**LISTED ENTRIES**.
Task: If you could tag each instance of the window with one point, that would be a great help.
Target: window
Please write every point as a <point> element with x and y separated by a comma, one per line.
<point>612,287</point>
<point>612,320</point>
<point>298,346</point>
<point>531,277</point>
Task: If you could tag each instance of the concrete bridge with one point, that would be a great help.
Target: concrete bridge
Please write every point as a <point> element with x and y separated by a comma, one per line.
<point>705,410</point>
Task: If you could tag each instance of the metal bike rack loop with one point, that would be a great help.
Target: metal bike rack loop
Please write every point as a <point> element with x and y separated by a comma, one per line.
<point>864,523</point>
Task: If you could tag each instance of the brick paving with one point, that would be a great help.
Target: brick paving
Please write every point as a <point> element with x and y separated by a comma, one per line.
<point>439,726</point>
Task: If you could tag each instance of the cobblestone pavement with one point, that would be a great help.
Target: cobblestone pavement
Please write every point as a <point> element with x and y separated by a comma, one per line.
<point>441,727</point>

**GOAL**. Copy out all of the records again, swapping every "that would be a great help" for "that would be very useful" and leaving everything else as it is.

**THE REPLY**.
Task: If you could tag each instance of the window with one point, that would be very useful.
Target: window
Please write every point as a <point> element with x and y separated by a comma, one per line.
<point>612,287</point>
<point>612,320</point>
<point>298,346</point>
<point>531,277</point>
Task: If you could tag each instance of the concrete bridge with one point, that would be very useful.
Target: concrete bridge
Please write every point as a <point> element with x and y separated by a comma, one per line.
<point>705,410</point>
Task: If you could tag each instance of the metal bike rack loop with one point, that would be very useful.
Target: metal bike rack loop
Please write every point as a <point> element with x and y separated by a comma, one per line.
<point>864,523</point>
Task: If you could tag each instance of the brick paving with one point, that would be very useful.
Target: brick paving
Please write every point as a <point> element with x and y separated by a comma, one per line.
<point>439,726</point>
Task: If you could tag each instance of the cobblestone pavement with one point, that would be very useful.
Target: cobblestone pavement
Please write every point as a <point> element with x and y separated by a comma, one per line.
<point>441,727</point>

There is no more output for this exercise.